Copy each of the records below word for word, keeping every line unchanged.

○ ○ ○ ○

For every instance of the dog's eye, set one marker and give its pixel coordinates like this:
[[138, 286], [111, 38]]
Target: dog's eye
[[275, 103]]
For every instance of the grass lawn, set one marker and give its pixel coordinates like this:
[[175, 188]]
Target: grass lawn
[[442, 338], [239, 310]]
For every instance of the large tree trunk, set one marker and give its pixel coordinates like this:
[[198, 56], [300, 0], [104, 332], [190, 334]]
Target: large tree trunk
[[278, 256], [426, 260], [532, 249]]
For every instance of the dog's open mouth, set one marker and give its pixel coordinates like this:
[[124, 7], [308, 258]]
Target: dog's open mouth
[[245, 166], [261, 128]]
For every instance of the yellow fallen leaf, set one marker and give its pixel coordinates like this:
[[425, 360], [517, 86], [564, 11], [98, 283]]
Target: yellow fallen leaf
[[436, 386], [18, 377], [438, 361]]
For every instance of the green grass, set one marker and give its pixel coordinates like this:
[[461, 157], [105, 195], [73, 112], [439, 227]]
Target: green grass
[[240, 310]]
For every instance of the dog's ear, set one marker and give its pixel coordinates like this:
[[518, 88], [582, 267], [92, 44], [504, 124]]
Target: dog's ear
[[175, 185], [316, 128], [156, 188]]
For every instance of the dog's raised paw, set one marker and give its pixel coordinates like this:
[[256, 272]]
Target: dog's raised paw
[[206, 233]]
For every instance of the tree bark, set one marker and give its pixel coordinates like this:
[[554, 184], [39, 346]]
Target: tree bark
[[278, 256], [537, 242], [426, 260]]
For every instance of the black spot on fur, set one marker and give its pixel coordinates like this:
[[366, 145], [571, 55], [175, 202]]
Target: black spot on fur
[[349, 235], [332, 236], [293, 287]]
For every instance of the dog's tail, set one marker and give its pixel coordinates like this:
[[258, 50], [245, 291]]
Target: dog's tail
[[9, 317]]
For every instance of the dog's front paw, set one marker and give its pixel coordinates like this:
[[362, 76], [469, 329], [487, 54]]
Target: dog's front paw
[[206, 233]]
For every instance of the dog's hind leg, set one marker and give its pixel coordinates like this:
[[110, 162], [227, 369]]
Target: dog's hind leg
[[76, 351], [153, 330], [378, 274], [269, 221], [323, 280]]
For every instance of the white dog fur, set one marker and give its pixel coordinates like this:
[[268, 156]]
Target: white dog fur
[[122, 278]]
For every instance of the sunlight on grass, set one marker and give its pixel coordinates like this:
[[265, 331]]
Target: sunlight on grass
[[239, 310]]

○ ○ ○ ○

FINISHED EXERCISE →
For every instance of the dog's eye, set one marker and give its pixel coordinates like this:
[[138, 286], [111, 38]]
Target: dog's eye
[[275, 103]]
For every instance of the grass lawn, set one marker and give its pixel coordinates like this:
[[175, 188]]
Target: grass lawn
[[442, 338], [239, 310]]
For every instance of the large tree trunk, set one marker and give its pixel coordinates like this:
[[198, 56], [300, 0], [104, 332], [190, 334]]
Target: large tree trunk
[[278, 256], [426, 260], [532, 249]]
For every instance of the dog's open mouth, set one marker and give its pixel coordinates like this:
[[124, 7], [308, 258]]
Target: dog's open mouth
[[245, 166], [261, 128]]
For every instance of the yellow fallen leaf, set one marker and give its pixel coordinates like this:
[[425, 360], [517, 86], [564, 11], [98, 283]]
Target: yellow fallen leaf
[[436, 386], [18, 377], [438, 361]]
For every instance of the green grass, set one marker and give its pixel coordinates like this:
[[461, 157], [105, 195], [73, 112], [439, 227]]
Target: green grass
[[240, 310]]
For every instance of the dog's ear, set one marker and give its pixel coordinates like this:
[[518, 88], [582, 267], [92, 44], [504, 124]]
Target: dog's ear
[[175, 185], [316, 128], [156, 188]]
For every instance of the dog's raised paw, set one marker and give its pixel coordinates like this:
[[256, 272]]
Target: dog's raised paw
[[206, 233]]
For every instance of the tree bark, set one marker and give its pixel coordinates like this:
[[554, 184], [39, 346]]
Target: tree bark
[[278, 256], [537, 242], [426, 260]]
For every instance of the black spot on fur, set one marker and give its pixel coordinates like this:
[[366, 145], [571, 55], [175, 202]]
Target: black spot on fur
[[349, 235], [332, 236], [293, 287]]
For every instance of the dog's tail, set one marker and give its pixel coordinates like this:
[[258, 50], [245, 291]]
Target: dog's tail
[[9, 317]]
For every instance of the dog's front paw, set one marker and give its pixel coordinates like this:
[[362, 76], [469, 329], [487, 54]]
Target: dog's front paw
[[206, 233]]
For every instance of the dog's hind leg, set one marker and give its pixel coordinates like this:
[[110, 162], [227, 369]]
Target: dog's hind leg
[[76, 351], [153, 330], [378, 274], [269, 221], [323, 280]]
For every instance of the white dog fur, set one marker and give its pixel coordinates like this:
[[268, 156]]
Target: white dog fur
[[122, 278]]
For every instance of the sunlight on grass, set one marker and give its pixel coordinates like this:
[[265, 331]]
Target: sunlight on grass
[[239, 310]]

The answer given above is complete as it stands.